**PROBLEM STATEMENT:**
In the listing below, locate the lines that hold "fixture" and copy them.

== == ==

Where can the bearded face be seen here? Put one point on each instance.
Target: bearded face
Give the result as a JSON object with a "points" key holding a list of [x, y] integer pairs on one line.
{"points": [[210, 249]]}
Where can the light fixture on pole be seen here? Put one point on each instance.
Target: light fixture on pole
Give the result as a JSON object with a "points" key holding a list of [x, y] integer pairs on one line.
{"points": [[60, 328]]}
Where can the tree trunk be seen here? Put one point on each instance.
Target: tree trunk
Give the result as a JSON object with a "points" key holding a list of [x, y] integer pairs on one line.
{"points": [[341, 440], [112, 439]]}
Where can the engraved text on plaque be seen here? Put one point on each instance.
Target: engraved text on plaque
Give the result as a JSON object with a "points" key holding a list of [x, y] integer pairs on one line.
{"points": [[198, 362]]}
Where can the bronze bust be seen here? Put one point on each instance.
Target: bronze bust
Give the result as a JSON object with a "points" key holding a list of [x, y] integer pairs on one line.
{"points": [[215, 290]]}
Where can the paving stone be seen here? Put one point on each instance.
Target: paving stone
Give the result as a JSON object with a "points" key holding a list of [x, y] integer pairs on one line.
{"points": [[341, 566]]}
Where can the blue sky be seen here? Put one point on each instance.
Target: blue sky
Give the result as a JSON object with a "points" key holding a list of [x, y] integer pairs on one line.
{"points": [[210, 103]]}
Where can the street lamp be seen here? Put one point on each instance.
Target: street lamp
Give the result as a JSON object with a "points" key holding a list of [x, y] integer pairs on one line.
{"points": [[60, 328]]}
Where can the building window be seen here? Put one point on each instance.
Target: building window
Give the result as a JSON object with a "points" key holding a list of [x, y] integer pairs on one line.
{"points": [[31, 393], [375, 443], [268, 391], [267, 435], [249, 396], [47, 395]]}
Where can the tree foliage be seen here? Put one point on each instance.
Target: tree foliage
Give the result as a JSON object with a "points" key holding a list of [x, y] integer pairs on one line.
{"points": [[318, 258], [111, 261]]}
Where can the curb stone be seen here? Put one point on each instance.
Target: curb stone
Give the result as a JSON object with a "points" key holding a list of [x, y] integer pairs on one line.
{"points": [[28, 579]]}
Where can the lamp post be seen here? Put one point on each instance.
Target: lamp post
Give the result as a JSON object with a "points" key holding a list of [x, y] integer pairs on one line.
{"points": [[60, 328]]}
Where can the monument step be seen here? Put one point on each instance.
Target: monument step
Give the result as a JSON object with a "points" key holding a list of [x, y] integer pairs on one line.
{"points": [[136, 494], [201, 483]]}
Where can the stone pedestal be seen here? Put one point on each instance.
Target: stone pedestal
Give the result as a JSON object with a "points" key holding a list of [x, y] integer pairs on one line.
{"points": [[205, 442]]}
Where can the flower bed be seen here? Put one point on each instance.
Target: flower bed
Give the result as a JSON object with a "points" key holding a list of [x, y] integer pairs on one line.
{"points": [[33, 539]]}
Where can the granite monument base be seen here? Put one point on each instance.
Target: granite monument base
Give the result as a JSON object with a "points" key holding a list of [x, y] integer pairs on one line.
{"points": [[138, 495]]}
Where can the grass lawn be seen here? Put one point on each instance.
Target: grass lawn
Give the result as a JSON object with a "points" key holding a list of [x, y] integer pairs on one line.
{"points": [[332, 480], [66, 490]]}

== == ==

**YOUR SOLUTION:**
Where can the light fixture on pole be seen here? Put one point on each instance.
Target: light fixture on pole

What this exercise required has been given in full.